Could you give the listing below again with every "photo" changed to "image" and nothing else altered?

── Given entries

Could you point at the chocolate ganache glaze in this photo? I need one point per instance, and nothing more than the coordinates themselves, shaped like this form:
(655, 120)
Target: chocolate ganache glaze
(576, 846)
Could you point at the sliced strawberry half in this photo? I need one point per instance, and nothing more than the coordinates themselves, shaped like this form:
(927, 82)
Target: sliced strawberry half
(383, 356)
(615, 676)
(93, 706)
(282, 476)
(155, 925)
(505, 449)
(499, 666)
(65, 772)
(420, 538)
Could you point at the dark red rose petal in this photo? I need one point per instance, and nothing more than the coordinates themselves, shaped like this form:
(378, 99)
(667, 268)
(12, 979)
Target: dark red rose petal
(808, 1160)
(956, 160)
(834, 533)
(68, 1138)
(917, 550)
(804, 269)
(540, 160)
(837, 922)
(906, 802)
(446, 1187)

────

● Exercise output:
Could you point at the chocolate ganache glaze in this image? I need one point per instance, and nothing more than the coordinates themselves, shaped like this form:
(655, 120)
Target: chocolate ganache glaze
(576, 846)
Could you point at the sliced strawberry half in this image? I need one point per instance, and nothing more than the coordinates themselves, shaped like this form:
(927, 82)
Target: sliced strawberry half
(383, 356)
(615, 676)
(93, 706)
(282, 476)
(155, 925)
(505, 449)
(499, 666)
(65, 772)
(420, 538)
Could you point at the dark red rose petal in this image? I need one point per instance, and nothing more than the coordinates themselves, shaped like this form:
(378, 99)
(667, 268)
(12, 979)
Target: dark red rose petal
(808, 1160)
(956, 160)
(834, 533)
(68, 1138)
(917, 550)
(804, 269)
(540, 160)
(837, 922)
(906, 802)
(446, 1187)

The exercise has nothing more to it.